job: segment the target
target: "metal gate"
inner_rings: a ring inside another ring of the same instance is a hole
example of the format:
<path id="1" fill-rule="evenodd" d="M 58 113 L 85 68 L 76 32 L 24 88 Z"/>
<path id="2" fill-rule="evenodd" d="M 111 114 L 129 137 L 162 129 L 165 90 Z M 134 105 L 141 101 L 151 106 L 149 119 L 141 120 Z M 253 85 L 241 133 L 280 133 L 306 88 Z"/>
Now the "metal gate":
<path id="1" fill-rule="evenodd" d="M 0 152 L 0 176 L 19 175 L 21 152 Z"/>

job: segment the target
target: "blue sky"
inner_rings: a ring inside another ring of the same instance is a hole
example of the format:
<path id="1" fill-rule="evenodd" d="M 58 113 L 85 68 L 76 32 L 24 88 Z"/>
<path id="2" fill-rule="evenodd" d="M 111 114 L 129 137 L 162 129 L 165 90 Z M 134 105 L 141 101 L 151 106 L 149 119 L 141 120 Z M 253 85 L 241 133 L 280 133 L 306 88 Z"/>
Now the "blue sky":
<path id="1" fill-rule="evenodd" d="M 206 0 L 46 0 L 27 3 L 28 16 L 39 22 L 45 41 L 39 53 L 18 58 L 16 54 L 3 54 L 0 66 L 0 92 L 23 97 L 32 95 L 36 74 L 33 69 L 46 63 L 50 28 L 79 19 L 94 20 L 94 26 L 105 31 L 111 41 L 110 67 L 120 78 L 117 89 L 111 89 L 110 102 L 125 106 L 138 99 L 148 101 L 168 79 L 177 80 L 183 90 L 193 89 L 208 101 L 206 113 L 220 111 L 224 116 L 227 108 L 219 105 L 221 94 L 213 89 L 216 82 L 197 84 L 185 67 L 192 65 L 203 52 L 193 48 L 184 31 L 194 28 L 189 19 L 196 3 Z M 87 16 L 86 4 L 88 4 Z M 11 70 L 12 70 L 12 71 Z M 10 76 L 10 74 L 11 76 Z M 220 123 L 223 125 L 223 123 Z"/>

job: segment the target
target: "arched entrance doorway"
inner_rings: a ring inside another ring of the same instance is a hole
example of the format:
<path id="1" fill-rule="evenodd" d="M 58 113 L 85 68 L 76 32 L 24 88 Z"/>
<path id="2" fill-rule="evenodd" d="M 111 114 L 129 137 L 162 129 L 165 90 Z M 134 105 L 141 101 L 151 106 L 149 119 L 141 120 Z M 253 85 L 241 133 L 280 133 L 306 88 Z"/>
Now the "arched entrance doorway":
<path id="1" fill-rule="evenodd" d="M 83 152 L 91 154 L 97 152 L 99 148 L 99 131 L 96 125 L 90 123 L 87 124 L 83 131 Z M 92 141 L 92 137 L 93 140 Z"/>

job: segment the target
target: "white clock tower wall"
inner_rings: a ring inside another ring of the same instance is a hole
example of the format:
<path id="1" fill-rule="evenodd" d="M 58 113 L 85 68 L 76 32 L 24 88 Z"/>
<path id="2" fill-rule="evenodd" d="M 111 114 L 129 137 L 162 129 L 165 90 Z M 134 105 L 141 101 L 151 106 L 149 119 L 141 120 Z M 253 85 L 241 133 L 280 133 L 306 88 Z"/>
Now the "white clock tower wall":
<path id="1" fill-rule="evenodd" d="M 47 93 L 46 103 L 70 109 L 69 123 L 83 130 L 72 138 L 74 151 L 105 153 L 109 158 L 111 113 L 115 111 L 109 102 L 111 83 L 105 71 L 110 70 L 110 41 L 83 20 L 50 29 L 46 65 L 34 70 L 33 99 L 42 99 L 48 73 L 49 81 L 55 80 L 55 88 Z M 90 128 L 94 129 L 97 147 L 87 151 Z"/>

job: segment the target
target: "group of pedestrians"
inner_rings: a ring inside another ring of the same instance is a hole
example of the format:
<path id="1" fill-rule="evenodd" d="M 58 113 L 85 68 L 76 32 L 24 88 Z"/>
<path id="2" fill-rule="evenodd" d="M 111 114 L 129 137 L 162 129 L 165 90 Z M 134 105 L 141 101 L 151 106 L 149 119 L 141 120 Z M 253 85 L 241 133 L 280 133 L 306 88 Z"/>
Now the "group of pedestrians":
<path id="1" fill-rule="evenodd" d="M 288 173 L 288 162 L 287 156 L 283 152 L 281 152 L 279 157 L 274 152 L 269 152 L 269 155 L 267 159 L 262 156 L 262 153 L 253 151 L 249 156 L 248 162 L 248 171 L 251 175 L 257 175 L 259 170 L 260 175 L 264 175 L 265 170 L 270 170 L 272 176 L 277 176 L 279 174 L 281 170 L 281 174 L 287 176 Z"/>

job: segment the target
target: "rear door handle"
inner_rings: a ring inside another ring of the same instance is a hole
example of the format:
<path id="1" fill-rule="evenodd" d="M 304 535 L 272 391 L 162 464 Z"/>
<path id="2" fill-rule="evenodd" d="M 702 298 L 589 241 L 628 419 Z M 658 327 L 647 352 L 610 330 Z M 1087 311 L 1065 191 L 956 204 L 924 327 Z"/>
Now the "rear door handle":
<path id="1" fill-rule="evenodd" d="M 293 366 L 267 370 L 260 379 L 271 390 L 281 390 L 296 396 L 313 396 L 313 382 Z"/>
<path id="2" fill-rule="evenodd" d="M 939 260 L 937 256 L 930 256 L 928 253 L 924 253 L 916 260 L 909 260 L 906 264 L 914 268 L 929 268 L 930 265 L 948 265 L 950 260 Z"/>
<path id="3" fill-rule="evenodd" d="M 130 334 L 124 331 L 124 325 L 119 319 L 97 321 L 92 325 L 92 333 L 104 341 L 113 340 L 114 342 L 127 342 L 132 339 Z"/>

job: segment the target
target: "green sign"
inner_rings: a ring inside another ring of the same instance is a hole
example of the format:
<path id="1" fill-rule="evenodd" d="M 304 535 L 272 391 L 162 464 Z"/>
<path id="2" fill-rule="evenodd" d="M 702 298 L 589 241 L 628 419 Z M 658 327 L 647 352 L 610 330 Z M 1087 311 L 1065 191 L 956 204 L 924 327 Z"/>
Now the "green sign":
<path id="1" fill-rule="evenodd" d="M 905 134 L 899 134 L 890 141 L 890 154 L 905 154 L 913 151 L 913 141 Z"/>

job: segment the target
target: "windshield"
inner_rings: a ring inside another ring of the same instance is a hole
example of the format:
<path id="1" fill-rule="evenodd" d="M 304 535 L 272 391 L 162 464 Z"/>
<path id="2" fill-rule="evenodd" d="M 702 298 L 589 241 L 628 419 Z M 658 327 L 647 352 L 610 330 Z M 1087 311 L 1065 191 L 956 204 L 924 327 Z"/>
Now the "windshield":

★ ★ ★

* _Written problem_:
Write out all the records again with every "example of the format" replaced by "sample of the format". Leave everything else unchanged.

* _Written solution_:
job: segment the target
target: "metal gate"
inner_rings: a ring inside another ring of the same instance is a hole
sample of the format:
<path id="1" fill-rule="evenodd" d="M 58 113 L 85 68 L 76 32 L 24 88 Z"/>
<path id="2" fill-rule="evenodd" d="M 111 114 L 129 137 L 162 129 L 165 90 Z M 134 105 L 141 101 L 151 106 L 149 119 L 141 120 Z M 253 85 L 241 133 L 280 133 L 306 88 Z"/>
Now the "metal gate":
<path id="1" fill-rule="evenodd" d="M 0 152 L 0 176 L 19 175 L 21 152 Z"/>

job: segment the target
target: "blue sky"
inner_rings: a ring inside another ring of the same instance is a hole
sample of the format:
<path id="1" fill-rule="evenodd" d="M 58 113 L 85 68 L 76 32 L 24 88 Z"/>
<path id="2" fill-rule="evenodd" d="M 111 114 L 129 137 L 162 129 L 165 90 Z M 134 105 L 141 101 L 151 106 L 149 119 L 141 120 Z M 253 85 L 241 133 L 280 133 L 306 88 Z"/>
Now the "blue sky":
<path id="1" fill-rule="evenodd" d="M 206 0 L 46 0 L 27 3 L 28 16 L 39 22 L 45 41 L 39 53 L 18 58 L 16 54 L 3 54 L 0 66 L 0 92 L 23 97 L 32 95 L 36 74 L 33 69 L 46 63 L 50 28 L 79 19 L 94 20 L 94 26 L 105 31 L 111 41 L 110 67 L 120 78 L 117 89 L 111 89 L 110 102 L 125 106 L 138 99 L 148 101 L 168 79 L 177 80 L 183 90 L 193 89 L 208 101 L 206 113 L 220 111 L 224 116 L 227 108 L 219 105 L 221 94 L 213 89 L 216 82 L 197 84 L 185 67 L 192 65 L 203 52 L 193 48 L 184 31 L 194 28 L 189 19 L 196 3 Z M 87 16 L 86 4 L 88 4 Z M 11 70 L 12 70 L 12 71 Z M 10 76 L 10 74 L 11 76 Z M 220 123 L 223 125 L 223 123 Z"/>

job: segment the target
target: "arched entrance doorway"
inner_rings: a ring inside another ring of the same instance is a hole
sample of the format:
<path id="1" fill-rule="evenodd" d="M 58 113 L 85 68 L 76 32 L 24 88 Z"/>
<path id="2" fill-rule="evenodd" d="M 111 114 L 129 137 L 162 129 L 165 90 Z M 134 105 L 141 101 L 151 106 L 149 119 L 141 120 Z M 253 85 L 241 133 L 280 133 L 306 88 Z"/>
Now the "arched entrance doorway":
<path id="1" fill-rule="evenodd" d="M 83 152 L 91 154 L 97 152 L 99 148 L 99 131 L 96 125 L 90 123 L 87 124 L 83 131 Z M 92 141 L 92 137 L 93 140 Z"/>

job: segment the target
target: "white clock tower wall"
inner_rings: a ring inside another ring of the same instance is a hole
sample of the format:
<path id="1" fill-rule="evenodd" d="M 58 113 L 85 68 L 76 32 L 24 88 Z"/>
<path id="2" fill-rule="evenodd" d="M 111 114 L 129 137 L 162 129 L 165 90 Z M 134 105 L 141 101 L 151 106 L 149 119 L 141 120 Z M 253 85 L 241 133 L 280 133 L 306 88 Z"/>
Now the "white clock tower wall":
<path id="1" fill-rule="evenodd" d="M 47 93 L 46 103 L 70 109 L 69 123 L 83 130 L 72 138 L 74 151 L 105 153 L 109 158 L 111 113 L 115 111 L 109 102 L 111 83 L 105 71 L 110 70 L 110 41 L 83 20 L 50 29 L 46 65 L 34 70 L 33 99 L 42 99 L 48 73 L 49 81 L 55 80 L 55 88 Z M 90 128 L 94 129 L 97 147 L 87 151 Z"/>

job: segment the target
target: "group of pedestrians"
inner_rings: a ring inside another ring of the same instance is a hole
sample of the format:
<path id="1" fill-rule="evenodd" d="M 58 113 L 85 68 L 76 32 L 24 88 Z"/>
<path id="2" fill-rule="evenodd" d="M 111 114 L 129 137 L 162 129 L 165 90 Z M 134 105 L 141 101 L 151 106 L 149 119 L 141 120 Z M 253 85 L 241 133 L 280 133 L 306 88 Z"/>
Now the "group of pedestrians":
<path id="1" fill-rule="evenodd" d="M 288 173 L 288 162 L 287 156 L 283 152 L 281 152 L 279 157 L 274 152 L 269 152 L 269 155 L 267 159 L 262 156 L 262 153 L 253 151 L 249 156 L 248 162 L 248 171 L 251 175 L 257 175 L 259 170 L 260 175 L 264 175 L 265 170 L 270 170 L 272 176 L 277 176 L 279 174 L 281 170 L 281 174 L 287 176 Z"/>

job: segment the target
target: "rear door handle"
inner_rings: a ring inside another ring of the same instance is a hole
sample of the format:
<path id="1" fill-rule="evenodd" d="M 304 535 L 272 391 L 162 464 Z"/>
<path id="2" fill-rule="evenodd" d="M 702 298 L 589 241 L 628 419 Z M 658 327 L 647 352 L 610 330 Z M 1087 311 L 1065 191 L 956 204 L 924 327 Z"/>
Now the "rear door handle":
<path id="1" fill-rule="evenodd" d="M 293 366 L 267 370 L 260 379 L 271 390 L 281 390 L 296 396 L 313 396 L 313 382 Z"/>
<path id="2" fill-rule="evenodd" d="M 939 260 L 937 256 L 930 256 L 928 253 L 924 253 L 916 260 L 909 260 L 906 264 L 914 268 L 929 268 L 930 265 L 948 265 L 950 260 Z"/>
<path id="3" fill-rule="evenodd" d="M 130 334 L 124 331 L 124 325 L 119 319 L 97 321 L 92 325 L 92 333 L 104 341 L 113 340 L 114 342 L 127 342 L 132 339 Z"/>

job: segment the target
target: "green sign"
inner_rings: a ring inside another ring of the same instance is a hole
sample of the format:
<path id="1" fill-rule="evenodd" d="M 304 535 L 272 391 L 162 464 Z"/>
<path id="2" fill-rule="evenodd" d="M 702 298 L 589 241 L 628 419 Z M 658 327 L 647 352 L 610 330 Z M 1087 311 L 1065 191 L 956 204 L 924 327 Z"/>
Now the "green sign":
<path id="1" fill-rule="evenodd" d="M 905 134 L 899 134 L 890 141 L 890 154 L 905 154 L 913 151 L 913 141 Z"/>

job: segment the target
target: "windshield"
inner_rings: a ring inside another ring of the same instance is a hole
sample of the format:
<path id="1" fill-rule="evenodd" d="M 304 535 L 272 391 L 162 464 Z"/>
<path id="2" fill-rule="evenodd" d="M 702 298 L 589 241 L 628 419 Z M 658 327 L 647 352 L 610 330 Z M 1087 311 L 1065 191 L 956 204 L 924 327 Z"/>
Now the "windshield":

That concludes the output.